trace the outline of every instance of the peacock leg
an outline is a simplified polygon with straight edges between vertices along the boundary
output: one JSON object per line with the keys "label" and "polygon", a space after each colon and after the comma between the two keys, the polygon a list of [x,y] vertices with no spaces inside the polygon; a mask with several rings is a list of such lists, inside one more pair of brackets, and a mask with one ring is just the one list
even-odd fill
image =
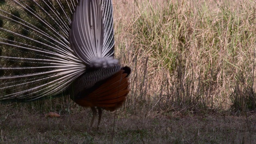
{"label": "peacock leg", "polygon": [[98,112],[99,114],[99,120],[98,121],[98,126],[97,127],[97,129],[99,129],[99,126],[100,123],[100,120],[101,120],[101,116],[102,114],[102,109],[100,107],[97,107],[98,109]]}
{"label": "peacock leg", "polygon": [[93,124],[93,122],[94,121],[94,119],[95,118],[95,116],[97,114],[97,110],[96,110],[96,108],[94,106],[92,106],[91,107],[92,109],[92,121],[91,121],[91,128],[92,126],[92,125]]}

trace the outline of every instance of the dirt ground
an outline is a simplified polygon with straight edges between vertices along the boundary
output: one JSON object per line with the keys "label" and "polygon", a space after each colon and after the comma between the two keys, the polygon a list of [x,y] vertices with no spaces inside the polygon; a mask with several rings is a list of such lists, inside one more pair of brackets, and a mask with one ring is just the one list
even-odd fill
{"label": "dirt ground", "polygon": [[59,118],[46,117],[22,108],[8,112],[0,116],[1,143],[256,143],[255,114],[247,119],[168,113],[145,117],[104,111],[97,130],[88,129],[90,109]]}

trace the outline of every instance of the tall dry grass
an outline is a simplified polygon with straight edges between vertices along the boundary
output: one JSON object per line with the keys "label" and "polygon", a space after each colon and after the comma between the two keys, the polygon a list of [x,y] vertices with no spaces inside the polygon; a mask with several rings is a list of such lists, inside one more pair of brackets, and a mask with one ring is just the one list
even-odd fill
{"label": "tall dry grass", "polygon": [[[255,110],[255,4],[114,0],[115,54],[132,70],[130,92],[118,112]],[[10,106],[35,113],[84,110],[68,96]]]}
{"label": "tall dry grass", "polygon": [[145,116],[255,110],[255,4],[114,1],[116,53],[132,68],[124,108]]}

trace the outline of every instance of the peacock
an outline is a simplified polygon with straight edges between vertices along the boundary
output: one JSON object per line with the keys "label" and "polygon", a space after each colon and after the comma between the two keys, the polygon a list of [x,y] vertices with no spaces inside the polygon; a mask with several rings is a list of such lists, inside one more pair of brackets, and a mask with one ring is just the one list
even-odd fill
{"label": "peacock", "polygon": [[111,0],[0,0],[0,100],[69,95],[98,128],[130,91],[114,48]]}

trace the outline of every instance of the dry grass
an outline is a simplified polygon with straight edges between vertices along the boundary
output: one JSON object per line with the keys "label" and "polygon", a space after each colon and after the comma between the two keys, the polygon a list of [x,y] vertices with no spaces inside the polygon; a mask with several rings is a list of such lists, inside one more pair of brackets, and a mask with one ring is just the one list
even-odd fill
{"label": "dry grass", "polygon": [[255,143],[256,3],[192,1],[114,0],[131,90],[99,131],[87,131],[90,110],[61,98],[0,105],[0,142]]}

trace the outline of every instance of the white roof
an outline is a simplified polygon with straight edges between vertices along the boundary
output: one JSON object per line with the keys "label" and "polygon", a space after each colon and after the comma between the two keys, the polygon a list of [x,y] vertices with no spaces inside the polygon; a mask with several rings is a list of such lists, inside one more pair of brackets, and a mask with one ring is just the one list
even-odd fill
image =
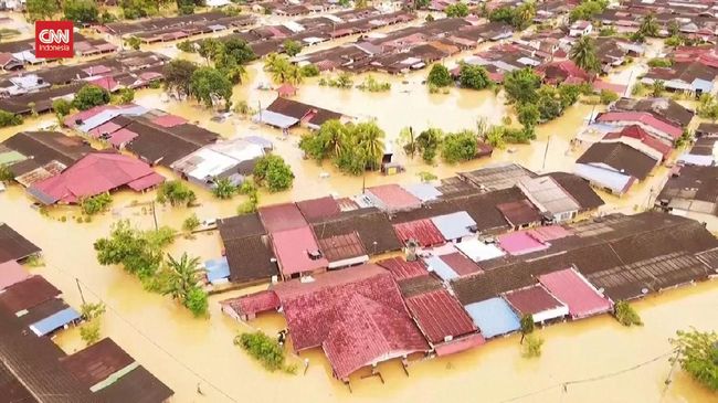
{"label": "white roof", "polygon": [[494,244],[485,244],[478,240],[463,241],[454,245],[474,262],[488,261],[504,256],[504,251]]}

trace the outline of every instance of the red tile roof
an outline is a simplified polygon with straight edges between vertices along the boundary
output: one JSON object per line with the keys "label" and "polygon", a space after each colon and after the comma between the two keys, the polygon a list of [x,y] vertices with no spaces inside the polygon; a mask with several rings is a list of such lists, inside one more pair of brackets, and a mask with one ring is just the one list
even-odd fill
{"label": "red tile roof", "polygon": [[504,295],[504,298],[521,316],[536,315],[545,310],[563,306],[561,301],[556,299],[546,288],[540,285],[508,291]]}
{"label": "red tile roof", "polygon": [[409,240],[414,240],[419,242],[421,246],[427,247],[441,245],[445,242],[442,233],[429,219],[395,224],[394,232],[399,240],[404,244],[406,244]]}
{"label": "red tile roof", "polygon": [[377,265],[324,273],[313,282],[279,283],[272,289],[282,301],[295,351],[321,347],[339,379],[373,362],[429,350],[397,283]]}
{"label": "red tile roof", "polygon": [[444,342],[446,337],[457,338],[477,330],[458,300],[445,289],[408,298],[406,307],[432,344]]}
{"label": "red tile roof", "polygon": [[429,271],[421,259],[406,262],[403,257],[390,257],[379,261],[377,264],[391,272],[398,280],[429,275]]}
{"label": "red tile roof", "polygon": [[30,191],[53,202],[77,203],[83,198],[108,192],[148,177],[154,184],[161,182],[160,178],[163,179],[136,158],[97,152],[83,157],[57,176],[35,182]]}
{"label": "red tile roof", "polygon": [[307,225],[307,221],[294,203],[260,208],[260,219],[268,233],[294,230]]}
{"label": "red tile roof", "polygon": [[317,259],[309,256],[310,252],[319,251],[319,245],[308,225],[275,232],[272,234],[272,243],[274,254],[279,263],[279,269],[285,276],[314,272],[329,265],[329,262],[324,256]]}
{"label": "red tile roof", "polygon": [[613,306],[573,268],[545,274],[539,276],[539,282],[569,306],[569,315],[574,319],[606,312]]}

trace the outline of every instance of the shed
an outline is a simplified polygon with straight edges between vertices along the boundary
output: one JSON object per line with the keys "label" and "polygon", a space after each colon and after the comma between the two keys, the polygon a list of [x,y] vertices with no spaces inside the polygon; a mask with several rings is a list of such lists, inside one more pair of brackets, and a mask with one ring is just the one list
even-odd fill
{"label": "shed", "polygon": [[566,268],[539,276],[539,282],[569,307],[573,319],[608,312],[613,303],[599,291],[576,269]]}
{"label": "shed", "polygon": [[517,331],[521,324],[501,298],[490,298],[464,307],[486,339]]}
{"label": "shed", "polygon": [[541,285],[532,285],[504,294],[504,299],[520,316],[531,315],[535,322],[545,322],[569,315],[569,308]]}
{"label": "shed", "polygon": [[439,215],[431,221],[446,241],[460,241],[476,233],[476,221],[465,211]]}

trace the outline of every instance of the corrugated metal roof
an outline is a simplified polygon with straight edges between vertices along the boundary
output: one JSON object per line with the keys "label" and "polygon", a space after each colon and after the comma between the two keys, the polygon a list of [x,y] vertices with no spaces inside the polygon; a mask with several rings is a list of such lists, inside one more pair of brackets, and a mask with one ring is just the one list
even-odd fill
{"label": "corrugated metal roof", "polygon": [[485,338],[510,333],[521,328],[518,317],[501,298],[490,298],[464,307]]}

==

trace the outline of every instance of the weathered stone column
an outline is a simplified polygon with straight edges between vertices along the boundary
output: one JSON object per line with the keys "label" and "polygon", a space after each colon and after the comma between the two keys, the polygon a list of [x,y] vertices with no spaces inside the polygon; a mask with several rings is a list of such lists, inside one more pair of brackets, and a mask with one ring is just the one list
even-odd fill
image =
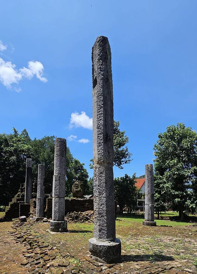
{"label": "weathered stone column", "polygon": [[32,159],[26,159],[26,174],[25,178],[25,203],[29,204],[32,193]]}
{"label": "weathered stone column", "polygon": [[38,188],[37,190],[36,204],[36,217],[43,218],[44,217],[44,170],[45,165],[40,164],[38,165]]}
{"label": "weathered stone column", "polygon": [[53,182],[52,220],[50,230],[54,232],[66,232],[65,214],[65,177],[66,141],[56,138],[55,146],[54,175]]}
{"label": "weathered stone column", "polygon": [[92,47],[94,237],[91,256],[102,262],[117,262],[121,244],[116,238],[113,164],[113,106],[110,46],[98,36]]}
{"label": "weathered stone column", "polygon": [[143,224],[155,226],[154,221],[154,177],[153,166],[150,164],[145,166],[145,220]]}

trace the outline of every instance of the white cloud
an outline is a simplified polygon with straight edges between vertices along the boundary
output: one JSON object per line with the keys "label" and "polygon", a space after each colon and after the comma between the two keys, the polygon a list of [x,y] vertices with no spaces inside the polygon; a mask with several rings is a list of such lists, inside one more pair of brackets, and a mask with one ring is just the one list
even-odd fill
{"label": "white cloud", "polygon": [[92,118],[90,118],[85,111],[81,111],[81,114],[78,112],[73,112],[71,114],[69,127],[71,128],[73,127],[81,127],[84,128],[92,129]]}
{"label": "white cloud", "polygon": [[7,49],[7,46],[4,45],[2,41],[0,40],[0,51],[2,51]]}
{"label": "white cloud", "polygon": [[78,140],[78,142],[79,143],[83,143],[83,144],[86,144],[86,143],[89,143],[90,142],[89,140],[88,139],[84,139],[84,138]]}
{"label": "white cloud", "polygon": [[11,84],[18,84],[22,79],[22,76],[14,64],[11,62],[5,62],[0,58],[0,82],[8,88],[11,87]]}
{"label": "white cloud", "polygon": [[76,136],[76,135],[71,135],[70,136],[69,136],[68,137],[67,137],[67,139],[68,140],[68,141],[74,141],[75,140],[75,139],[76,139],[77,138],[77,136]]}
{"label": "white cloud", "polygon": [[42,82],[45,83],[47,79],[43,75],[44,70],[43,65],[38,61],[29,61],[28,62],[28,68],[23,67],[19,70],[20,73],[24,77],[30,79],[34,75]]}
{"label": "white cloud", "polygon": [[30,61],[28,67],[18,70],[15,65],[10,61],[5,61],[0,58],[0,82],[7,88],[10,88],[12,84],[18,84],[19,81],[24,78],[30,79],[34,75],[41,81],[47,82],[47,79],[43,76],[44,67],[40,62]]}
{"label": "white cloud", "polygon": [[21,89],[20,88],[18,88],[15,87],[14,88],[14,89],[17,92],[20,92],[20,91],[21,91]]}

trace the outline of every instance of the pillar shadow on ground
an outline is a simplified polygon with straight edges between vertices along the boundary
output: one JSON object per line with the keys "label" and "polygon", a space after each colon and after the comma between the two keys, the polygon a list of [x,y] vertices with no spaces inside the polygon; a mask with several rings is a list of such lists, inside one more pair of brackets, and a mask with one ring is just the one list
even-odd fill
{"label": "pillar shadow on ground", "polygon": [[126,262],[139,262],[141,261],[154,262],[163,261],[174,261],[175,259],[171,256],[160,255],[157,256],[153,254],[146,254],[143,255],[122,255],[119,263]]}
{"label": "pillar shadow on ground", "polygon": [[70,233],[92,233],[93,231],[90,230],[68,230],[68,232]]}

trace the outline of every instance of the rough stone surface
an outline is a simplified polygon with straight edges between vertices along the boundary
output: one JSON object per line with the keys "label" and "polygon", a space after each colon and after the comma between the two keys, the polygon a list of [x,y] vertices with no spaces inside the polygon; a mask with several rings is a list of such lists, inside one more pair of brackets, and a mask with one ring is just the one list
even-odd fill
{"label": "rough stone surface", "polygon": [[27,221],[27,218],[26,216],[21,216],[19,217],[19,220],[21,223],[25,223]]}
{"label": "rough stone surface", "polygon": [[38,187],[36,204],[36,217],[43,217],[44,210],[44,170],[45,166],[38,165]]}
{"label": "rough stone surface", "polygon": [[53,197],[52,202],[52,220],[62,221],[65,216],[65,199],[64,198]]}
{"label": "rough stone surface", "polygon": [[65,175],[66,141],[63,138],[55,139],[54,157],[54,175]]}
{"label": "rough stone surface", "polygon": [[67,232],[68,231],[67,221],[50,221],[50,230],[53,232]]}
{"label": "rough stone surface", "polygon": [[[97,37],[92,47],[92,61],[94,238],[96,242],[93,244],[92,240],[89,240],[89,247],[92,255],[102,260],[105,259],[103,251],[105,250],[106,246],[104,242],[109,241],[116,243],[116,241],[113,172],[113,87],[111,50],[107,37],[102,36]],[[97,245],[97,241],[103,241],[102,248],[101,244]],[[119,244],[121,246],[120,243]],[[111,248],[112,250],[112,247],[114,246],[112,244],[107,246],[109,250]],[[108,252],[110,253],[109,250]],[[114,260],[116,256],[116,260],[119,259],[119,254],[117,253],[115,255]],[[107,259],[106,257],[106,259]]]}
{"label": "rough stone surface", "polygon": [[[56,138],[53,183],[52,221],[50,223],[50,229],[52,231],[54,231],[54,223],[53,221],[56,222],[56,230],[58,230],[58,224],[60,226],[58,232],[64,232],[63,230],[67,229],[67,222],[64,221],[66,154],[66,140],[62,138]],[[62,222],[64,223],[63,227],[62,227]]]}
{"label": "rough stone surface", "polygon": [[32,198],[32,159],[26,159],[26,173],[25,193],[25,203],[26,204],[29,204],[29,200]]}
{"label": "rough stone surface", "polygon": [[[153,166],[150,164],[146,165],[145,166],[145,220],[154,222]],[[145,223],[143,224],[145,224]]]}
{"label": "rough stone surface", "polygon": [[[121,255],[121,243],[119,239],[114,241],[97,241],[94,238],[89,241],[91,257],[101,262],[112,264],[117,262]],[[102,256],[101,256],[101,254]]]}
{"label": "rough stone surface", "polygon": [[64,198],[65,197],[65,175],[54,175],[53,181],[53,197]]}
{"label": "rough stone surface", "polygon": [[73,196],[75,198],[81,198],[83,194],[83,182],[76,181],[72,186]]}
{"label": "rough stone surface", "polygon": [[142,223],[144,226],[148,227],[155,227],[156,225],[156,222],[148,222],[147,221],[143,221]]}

...

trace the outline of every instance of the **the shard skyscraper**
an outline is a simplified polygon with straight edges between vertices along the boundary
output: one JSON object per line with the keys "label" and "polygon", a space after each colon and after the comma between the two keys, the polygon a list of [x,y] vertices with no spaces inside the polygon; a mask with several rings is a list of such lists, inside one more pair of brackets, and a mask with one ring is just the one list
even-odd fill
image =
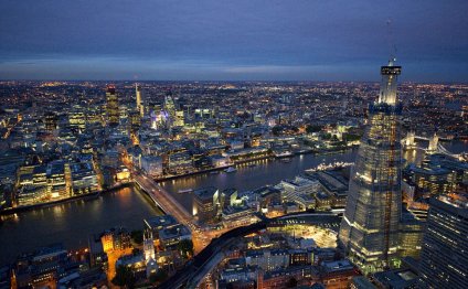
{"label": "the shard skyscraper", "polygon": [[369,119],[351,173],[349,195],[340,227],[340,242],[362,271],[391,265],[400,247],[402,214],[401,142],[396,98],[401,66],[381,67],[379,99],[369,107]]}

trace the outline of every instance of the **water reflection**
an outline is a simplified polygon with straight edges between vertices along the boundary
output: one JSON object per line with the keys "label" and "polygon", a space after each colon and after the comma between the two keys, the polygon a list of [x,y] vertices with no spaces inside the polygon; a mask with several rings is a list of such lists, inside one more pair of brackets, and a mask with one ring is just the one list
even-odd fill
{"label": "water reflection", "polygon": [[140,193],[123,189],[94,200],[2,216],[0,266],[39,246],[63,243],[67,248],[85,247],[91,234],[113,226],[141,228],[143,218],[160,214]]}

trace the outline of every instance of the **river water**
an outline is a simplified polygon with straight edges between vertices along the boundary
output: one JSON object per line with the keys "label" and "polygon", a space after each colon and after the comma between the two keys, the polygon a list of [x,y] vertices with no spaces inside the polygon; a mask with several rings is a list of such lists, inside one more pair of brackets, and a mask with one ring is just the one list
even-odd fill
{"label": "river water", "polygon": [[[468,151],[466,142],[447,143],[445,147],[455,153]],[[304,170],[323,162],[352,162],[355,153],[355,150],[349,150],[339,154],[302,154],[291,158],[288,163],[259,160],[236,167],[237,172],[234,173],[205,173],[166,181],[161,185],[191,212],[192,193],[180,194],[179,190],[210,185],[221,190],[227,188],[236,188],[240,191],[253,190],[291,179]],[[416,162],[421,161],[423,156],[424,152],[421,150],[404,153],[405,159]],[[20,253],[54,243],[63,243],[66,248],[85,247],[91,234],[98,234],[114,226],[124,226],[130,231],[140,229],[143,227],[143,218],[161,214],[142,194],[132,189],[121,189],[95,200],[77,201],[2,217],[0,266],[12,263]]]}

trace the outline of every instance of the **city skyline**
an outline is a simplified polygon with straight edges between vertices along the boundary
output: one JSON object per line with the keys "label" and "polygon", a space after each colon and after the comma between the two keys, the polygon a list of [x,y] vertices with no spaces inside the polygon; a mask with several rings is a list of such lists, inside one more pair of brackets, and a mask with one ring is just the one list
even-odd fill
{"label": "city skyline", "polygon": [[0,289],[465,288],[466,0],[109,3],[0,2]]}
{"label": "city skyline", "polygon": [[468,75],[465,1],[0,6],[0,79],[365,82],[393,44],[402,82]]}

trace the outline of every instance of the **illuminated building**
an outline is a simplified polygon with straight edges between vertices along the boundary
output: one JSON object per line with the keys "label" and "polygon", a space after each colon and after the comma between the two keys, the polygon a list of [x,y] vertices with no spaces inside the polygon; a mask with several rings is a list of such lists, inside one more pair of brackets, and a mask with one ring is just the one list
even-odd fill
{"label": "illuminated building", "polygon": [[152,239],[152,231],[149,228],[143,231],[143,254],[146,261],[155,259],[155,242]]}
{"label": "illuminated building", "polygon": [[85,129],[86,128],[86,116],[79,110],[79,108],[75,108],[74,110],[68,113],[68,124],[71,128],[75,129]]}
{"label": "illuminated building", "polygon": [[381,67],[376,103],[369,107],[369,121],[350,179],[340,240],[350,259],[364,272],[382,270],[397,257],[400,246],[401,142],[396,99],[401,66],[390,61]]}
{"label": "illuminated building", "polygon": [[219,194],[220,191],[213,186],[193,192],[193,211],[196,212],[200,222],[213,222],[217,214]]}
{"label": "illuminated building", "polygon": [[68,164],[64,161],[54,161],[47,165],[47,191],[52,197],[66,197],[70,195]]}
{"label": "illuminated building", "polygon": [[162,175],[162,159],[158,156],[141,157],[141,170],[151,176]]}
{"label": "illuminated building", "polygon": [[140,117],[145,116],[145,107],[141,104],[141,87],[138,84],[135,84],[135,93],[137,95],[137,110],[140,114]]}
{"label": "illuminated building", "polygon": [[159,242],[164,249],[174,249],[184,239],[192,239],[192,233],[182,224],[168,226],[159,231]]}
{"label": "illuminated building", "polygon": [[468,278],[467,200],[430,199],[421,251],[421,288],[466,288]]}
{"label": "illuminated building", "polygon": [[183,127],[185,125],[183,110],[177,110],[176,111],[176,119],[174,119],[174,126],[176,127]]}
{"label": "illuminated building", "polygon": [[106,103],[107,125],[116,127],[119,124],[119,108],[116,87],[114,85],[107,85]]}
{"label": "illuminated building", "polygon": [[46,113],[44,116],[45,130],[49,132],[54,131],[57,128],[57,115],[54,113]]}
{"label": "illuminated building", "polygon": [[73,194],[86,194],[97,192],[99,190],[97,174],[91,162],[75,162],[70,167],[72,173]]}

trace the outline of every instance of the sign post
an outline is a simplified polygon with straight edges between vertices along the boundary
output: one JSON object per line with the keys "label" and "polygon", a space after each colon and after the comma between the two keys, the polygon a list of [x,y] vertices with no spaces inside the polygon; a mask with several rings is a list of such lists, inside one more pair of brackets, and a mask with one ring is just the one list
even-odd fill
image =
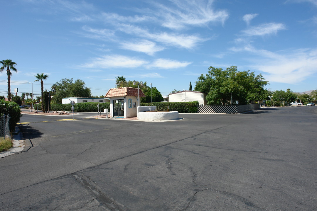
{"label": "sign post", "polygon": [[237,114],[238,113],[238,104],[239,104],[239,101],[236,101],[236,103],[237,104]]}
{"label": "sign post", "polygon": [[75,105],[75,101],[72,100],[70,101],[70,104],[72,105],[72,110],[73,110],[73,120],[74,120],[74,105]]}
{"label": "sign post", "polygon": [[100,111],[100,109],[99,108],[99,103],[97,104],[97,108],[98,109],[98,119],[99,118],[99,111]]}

# GIVEN EXERCISE
Locate every line of the data that contains the word "city" and copy each of those lines.

# RESPONSE TO THIS TASK
trace the outline of every instance of the **city skyline**
{"label": "city skyline", "polygon": [[0,289],[465,288],[466,0],[109,3],[0,2]]}
{"label": "city skyline", "polygon": [[468,75],[465,1],[0,6],[0,79],[365,82],[393,44],[402,82]]}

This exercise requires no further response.